▶ _Task instructions_
Which of the lines below contain the string "railing"? Copy each one.

Data to process: Begin

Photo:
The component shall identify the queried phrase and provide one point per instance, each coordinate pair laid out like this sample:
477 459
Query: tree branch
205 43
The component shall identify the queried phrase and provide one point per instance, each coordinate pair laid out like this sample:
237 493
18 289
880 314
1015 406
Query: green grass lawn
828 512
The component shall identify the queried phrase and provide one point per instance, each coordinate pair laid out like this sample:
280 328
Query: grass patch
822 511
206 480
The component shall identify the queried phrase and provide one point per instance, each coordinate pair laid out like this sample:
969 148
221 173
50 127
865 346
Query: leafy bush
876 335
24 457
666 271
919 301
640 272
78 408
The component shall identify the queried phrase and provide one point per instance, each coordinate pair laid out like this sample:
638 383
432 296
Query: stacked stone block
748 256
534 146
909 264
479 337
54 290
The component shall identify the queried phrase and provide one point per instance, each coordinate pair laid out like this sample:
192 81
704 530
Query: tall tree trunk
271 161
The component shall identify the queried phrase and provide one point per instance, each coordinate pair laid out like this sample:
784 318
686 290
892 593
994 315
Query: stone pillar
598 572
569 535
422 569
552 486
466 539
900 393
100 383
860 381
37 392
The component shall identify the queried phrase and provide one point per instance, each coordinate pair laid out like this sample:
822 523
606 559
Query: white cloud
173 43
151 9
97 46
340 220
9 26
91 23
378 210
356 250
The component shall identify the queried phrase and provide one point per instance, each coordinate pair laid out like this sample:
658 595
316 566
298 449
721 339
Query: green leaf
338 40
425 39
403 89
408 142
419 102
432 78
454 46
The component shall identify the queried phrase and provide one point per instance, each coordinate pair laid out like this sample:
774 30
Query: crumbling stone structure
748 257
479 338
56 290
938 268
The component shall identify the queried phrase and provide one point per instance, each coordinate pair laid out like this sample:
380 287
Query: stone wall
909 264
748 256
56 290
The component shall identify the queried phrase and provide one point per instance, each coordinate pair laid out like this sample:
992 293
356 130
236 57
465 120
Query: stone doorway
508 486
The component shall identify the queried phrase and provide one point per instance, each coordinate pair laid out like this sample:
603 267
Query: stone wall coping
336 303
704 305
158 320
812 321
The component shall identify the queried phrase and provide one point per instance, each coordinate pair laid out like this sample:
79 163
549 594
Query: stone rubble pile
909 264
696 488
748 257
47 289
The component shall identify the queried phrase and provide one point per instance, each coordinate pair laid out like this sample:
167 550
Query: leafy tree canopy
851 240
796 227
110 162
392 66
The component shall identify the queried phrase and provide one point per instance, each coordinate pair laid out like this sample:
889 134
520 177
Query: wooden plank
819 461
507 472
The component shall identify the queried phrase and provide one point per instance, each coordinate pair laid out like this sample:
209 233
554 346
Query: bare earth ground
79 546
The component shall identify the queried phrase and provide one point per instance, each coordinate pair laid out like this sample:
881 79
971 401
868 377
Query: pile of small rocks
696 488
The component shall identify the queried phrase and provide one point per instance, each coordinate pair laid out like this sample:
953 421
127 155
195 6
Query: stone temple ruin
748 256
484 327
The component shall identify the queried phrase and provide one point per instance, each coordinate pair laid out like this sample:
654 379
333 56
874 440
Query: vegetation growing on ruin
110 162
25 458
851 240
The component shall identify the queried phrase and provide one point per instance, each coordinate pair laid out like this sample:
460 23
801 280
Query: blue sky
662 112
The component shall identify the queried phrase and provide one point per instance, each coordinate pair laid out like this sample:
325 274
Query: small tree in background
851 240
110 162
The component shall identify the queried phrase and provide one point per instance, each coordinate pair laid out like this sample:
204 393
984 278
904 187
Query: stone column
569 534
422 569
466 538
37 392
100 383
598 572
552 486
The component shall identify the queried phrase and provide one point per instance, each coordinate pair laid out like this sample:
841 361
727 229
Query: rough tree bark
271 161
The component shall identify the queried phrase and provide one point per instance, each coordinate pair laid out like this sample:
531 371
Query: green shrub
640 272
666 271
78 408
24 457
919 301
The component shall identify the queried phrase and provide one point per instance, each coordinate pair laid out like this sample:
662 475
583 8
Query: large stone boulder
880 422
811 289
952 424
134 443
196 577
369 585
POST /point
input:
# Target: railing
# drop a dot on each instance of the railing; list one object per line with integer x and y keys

Data to process: End

▶ _Response to this exercise_
# Target: railing
# drop a dot on each instance of the railing; list one object per line with integer x and y keys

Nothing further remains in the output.